_ASSIGNED TASK_:
Every record below needs to be set down exactly. Pictures do not belong in the copy.

─── DATA TO EXAMINE ───

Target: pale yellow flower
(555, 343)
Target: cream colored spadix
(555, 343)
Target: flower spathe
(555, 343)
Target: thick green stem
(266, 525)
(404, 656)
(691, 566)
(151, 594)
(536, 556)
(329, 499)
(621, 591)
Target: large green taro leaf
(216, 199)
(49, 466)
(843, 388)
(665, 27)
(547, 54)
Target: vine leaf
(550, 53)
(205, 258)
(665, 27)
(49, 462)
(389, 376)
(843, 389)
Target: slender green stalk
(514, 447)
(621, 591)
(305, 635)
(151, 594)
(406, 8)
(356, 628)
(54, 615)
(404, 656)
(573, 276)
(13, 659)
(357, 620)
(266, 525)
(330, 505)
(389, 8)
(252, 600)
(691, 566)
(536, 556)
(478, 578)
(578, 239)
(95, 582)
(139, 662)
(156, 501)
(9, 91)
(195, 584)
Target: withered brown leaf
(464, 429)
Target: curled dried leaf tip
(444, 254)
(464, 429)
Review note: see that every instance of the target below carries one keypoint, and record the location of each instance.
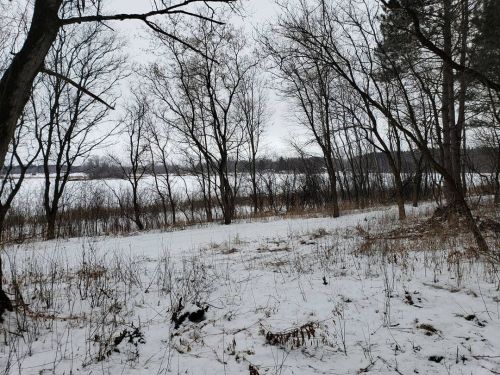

───

_THE COMPLETED TASK_:
Target: pale yellow flower
(555, 343)
Target: cream colored spadix
(555, 343)
Target: flower spathe
(555, 343)
Target: thick green stem
(266, 525)
(404, 656)
(691, 566)
(151, 594)
(536, 556)
(329, 499)
(621, 591)
Target: large green taro leaf
(216, 199)
(49, 466)
(843, 388)
(665, 27)
(547, 54)
Target: vine leaf
(550, 53)
(205, 258)
(665, 27)
(49, 462)
(389, 376)
(843, 389)
Target: slender green stalk
(514, 447)
(621, 591)
(305, 635)
(151, 594)
(406, 8)
(356, 628)
(54, 615)
(404, 656)
(573, 276)
(13, 659)
(357, 620)
(266, 525)
(330, 505)
(389, 8)
(252, 600)
(691, 566)
(536, 556)
(478, 578)
(578, 239)
(95, 582)
(139, 662)
(156, 501)
(9, 91)
(195, 584)
Target: withered brown leaf
(464, 429)
Target: curled dried leaf tip
(444, 254)
(464, 429)
Review note: see that every instance of the target below carries one keypoint, and record the location of each instance.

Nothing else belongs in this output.